# Embryos losing most of cells during thaw.



## still smiling

Hi Crystal,

Last monday(18th) all four of my embryos were thawed.3 were grade 1/2 @ 4 cells and one was grade 1 @ 6 cells all frozen on day 2.
On thawing all 3 of the 4 cells went down to 1 cell and the 6 cell became a 5 cell.

The clinic were only going to transfer the 5 cell but we opted to transfer one of the 1 cells also on the principle that it was more ethical to let it perish inside my body than in a petri dish.

My question is what,since really we're talking about a single transfer,are the stats for single FER transfer and one that did'nt thaw at 100%.
Truth be known i'm resolute that this cycle is done and dusted and am contemplating stopping the HRT and pessaries as i'm starting to feel a bit dizzy etc.

Many thanks in advance and please be frank!


----------



## CrystalW

still smiling said:


> Hi Crystal,
> 
> Last monday(18th) all four of my embryos were thawed.3 were grade 1/2 @ 4 cells and one was grade 1 @ 6 cells all frozen on day 2.
> On thawing all 3 of the 4 cells went down to 1 cell and the 6 cell became a 5 cell.
> 
> The clinic were only going to transfer the 5 cell but we opted to transfer one of the 1 cells also on the principle that it was more ethical to let it perish inside my body than in a petri dish.
> 
> My question is what,since really we're talking about a single transfer,are the stats for single FER transfer and one that did'nt thaw at 100%.
> Truth be known i'm resolute that this cycle is done and dusted and am contemplating stopping the HRT and pessaries as i'm starting to feel a bit dizzy etc.
> 
> Many thanks in advance and please be frank!


Hello,

If an embryos loses more than 50% of its cells after thawing then we dont consider it to be viable and would generally not transfer it but i can see the idea behind the clinic also putting that one back for you at your request.

It is quite usual to lose a cell or 2 at thawing though so i wouldnt see that as necessarily discouraging for the other embryo that went back.

It is difficult for me to give you a chance without seeing the embryo and knowing your history but a frozen transfer is usually about half or just under that of a fresh go and because only one potential viable embryo went back this would also bring the chance down. But there is still a chance, though realistically it is probably quite low, and i would encourage you to try and keep going if you can! If it is making you feel that unwell - give your clinic a call tomorrow before you do - you shouldnt really just stop any medication without a Doctor agreeing and they may be able to suggest an alternative.

Best wishes


----------



## still smiling

Hi again crystal,

Apologies for my delay in response,had of course meant to thank you 

The result of the FET was negative as expected so i'm in the process of organizing a fresh cycle for september(ish).

Just one more question if i may..At what point would you suggest further testing or giving up all together?My consultant said he would recommend 3 fresh cycles and 5 frozen before calling it a day(obviously if none had resulted in a pregnancy).

What would be your recommendation?

Thanks again


----------

────────────────────────────────────────

TASKS TO PERFORM:
A - According to the thread on embryo thawing, how much of its cells must an embryo lose after thawing to be considered not viable?
B - Copy the passage from the thread on embryo thawing, starting at "Apologies for my" and ending at "be your recommendation?".
The lines that come next have nothing to do with the thread on embryo thawing.

Saved records:
────────────────────────────────────────

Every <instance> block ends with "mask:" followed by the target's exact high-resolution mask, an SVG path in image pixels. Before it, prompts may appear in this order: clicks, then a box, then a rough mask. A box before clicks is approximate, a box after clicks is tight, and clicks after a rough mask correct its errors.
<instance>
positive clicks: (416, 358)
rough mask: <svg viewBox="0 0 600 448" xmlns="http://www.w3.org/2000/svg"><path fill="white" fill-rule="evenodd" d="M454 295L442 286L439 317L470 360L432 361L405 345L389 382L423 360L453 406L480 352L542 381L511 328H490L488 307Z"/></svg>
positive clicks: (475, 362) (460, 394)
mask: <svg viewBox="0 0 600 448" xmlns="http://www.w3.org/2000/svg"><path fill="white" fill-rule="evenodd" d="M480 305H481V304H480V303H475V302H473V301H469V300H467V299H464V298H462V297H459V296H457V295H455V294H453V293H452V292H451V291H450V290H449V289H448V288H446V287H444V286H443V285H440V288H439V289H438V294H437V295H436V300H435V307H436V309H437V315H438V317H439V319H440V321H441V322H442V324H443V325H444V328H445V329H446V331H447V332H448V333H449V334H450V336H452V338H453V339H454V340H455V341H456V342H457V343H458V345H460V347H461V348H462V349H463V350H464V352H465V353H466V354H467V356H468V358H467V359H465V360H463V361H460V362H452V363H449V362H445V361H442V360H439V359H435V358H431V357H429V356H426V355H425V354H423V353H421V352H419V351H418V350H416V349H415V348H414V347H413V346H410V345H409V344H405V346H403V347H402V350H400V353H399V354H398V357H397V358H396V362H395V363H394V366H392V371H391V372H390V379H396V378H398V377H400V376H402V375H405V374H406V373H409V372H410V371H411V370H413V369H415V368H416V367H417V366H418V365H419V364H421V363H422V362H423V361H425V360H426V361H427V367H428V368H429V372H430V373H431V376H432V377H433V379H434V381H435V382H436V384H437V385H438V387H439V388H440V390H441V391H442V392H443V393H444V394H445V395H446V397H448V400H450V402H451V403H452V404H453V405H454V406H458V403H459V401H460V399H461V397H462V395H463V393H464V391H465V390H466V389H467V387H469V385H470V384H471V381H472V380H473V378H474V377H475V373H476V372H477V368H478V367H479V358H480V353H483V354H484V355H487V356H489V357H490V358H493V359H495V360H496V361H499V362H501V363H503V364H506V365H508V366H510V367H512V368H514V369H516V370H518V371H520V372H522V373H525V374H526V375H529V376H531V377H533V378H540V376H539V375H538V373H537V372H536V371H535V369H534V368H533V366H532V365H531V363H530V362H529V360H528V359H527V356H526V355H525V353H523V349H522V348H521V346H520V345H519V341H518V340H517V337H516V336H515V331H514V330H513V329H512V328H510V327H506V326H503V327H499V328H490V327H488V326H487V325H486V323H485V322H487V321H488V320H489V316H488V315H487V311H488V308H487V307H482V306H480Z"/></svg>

────────────────────────────────────────

ANSWER LIST:
A - More than 50% of its cells.

B -
Apologies for my delay in response,had of course meant to thank you 

The result of the FET was negative as expected so i'm in the process of organizing a fresh cycle for september(ish).

Just one more question if i may..At what point would you suggest further testing or giving up all together?My consultant said he would recommend 3 fresh cycles and 5 frozen before calling it a day(obviously if none had resulted in a pregnancy).

What would be your recommendation?